Take the data that sits below and write it out again exactly.

━━━━━━━━━━━━━━━━━━━━━━━━━━━━━━

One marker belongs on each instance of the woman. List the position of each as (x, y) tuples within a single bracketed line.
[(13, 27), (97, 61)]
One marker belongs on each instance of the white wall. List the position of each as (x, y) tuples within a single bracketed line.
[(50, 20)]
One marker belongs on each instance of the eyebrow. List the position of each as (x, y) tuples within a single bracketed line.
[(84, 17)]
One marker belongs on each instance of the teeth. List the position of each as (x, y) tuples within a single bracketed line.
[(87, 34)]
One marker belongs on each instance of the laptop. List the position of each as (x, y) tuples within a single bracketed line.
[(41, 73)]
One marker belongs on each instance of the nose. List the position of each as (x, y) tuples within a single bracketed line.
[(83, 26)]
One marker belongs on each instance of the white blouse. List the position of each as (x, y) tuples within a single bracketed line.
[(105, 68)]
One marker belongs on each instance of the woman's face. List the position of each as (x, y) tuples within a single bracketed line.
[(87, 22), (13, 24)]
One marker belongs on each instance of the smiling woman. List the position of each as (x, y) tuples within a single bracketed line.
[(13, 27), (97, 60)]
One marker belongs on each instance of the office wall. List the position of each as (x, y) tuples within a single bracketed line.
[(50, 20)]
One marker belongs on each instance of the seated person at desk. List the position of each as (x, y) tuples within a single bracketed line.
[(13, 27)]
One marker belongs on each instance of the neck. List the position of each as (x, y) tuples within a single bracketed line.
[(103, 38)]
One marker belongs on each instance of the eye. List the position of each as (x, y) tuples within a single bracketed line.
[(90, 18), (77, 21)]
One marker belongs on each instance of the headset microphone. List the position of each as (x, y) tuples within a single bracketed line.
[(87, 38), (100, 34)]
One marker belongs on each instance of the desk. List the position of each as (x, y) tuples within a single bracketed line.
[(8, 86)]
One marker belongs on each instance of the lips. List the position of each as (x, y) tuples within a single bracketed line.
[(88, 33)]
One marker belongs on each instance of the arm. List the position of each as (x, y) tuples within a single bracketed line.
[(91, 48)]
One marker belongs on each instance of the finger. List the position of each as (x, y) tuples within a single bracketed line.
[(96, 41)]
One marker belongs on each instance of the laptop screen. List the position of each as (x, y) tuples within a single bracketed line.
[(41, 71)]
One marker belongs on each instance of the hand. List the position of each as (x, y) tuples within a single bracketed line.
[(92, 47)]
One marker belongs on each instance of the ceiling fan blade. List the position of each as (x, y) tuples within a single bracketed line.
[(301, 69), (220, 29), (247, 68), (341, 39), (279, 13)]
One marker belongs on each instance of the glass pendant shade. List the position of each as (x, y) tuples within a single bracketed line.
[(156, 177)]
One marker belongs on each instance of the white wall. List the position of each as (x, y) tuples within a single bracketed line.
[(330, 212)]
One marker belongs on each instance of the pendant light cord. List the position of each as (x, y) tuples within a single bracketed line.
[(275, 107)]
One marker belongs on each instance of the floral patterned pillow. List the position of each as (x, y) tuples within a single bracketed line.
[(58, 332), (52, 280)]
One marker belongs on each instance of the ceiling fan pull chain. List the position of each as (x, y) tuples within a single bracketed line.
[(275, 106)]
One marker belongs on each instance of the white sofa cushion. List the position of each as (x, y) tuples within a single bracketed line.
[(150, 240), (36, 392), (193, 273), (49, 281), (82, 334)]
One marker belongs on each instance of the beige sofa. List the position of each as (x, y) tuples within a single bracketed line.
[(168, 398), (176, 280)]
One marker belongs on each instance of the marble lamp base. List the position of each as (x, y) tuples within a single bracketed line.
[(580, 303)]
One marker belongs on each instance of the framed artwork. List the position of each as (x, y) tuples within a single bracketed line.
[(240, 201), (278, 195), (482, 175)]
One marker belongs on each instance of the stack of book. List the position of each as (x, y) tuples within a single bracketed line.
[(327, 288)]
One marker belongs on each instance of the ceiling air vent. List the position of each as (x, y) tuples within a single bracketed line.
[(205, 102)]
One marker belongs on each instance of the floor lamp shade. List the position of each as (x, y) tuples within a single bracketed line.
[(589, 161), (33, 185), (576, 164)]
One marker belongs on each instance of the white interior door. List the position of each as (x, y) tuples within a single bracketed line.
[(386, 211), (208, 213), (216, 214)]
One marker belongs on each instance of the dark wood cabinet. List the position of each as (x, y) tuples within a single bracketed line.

━━━━━━━━━━━━━━━━━━━━━━━━━━━━━━

RESPONSE AREA —
One marker belongs on each instance of the woman. List the position of each as (x, y) tuples within a single bracketed line.
[(13, 27), (97, 61)]
One marker belongs on each instance of the white wall. List the position of each as (x, y) tuples within a single bracketed line.
[(50, 20)]
One marker belongs on each instance of the eyebrow. List the position of each as (x, y) tuples within a single bracketed line.
[(84, 17)]
One marker belongs on each instance of the teeth. List the position of each as (x, y) tuples within a single bracketed line.
[(87, 34)]
One marker belongs on each instance of the laptop. List the position of each as (x, y) tuples within a single bracketed line.
[(41, 73)]
One marker belongs on each instance of the nose. List the position of each as (x, y) tuples within a single bracketed line.
[(83, 26)]
One marker belongs on each instance of the white blouse. List the position of each as (x, y) tuples within a single bracketed line.
[(105, 68)]
One marker belongs on each instance of the woman's face. List the position of each as (x, y) tuples within a single bracketed line.
[(87, 22), (13, 24)]
One marker belongs on each instance of the smiling woman. List the position of each as (x, y) tuples within a single bracketed line.
[(13, 27), (97, 60)]
One marker belongs on each instance of the office wall. List the position of each as (x, y) tuples within a single bracketed line.
[(50, 20)]
One marker belongs on each instance of the seated person at desk. List the position of each as (x, y) tuples within a single bracketed line.
[(13, 27)]
One marker belongs on each instance of the neck. List the position of each as (x, y) tuples within a single bracketed line.
[(103, 38)]
One marker belongs on each instance of the eye. List the position of each as (x, y) tuples within a single bracketed line.
[(90, 18), (77, 21)]
One marker belongs on each instance of the headset microphone. List the position of each as (x, y) tuples within a single bracketed line.
[(87, 38), (100, 34)]
One marker belongs on each instance of the desk. List the position of each as (x, y) tuples within a single bracketed line.
[(8, 86)]
One marker belongs on each instance of the lips. List the position of each as (x, y) tuples within a single bracketed line.
[(88, 33)]
One marker belongs on each instance of the arm. List the position of each as (x, y) tuples within a single bracketed line.
[(91, 48)]
One marker belongs on each instance of the finger. List the position of each as (x, y) tuples within a single bracketed line.
[(96, 41)]
One marker belongs on each instance of the laptop screen. List the position of each as (x, y) tuples within a single bracketed line.
[(41, 71)]
One marker belongs on each instance of the hand. List the position of each as (x, y) tuples within a single bracketed line.
[(92, 47)]
One marker belongs on each instance of the ceiling fan blade. List the position of each as (x, y) tuples within a single bracketed line.
[(301, 69), (220, 29), (247, 68), (341, 39), (279, 13)]
One marker belongs on each instance of the glass pendant shade. List the position of each as (x, y) tuples within a single bracketed line.
[(156, 177)]
One marker belongs on each instance of the white wall. List the position of each as (x, y) tuples within a single bracketed line.
[(330, 212)]
One marker belongs on each instance of the pendant light cord. List the position of each as (x, y) tuples within a single bracketed line.
[(275, 107)]
One marker belongs on each instance of the floral patterned pillow. List the position of each as (x, y) tuples within a single bracketed line.
[(58, 332), (52, 280)]
One marker belongs on each instance of the ceiling fan pull chain. List the position of each as (x, y) tuples within a single bracketed line.
[(275, 106)]
One marker belongs on each instance of the white sofa cushion. List the position of each as (x, y) tuples within a single bracketed line.
[(150, 240), (36, 392), (193, 273), (49, 281), (82, 334)]
One marker belongs on each instance of the beige sofa. List the position of each as (x, y) tuples within a single bracketed line.
[(168, 398), (176, 280)]
One marker belongs on each instance of the marble lamp base. List the position of each as (x, y) tuples within a single bracketed line.
[(580, 303)]
One marker belongs on each instance of the framed artwork. List the position of each as (x, y) tuples within a single bracketed line.
[(240, 201), (278, 195), (482, 175)]
One marker belongs on each instance of the stack of book. List the position of each as (x, y) tuples within a single bracketed line.
[(327, 288)]
One marker belongs on each instance of the ceiling air vent. List the position of each as (x, y) tuples within a single bracketed line.
[(205, 102)]
One marker belongs on each instance of the floor lamp shade. List the position of each as (x, y) tuples within a single bracketed line.
[(589, 161), (33, 185), (576, 164)]
One marker belongs on each instance of the white interior door. List the position of each as (x, y) tuples within a single bracketed line.
[(386, 211), (208, 213), (216, 214)]
One marker belongs on each instance of the dark wood cabinet. List the position of each as (x, y) tuples within a single bracketed line.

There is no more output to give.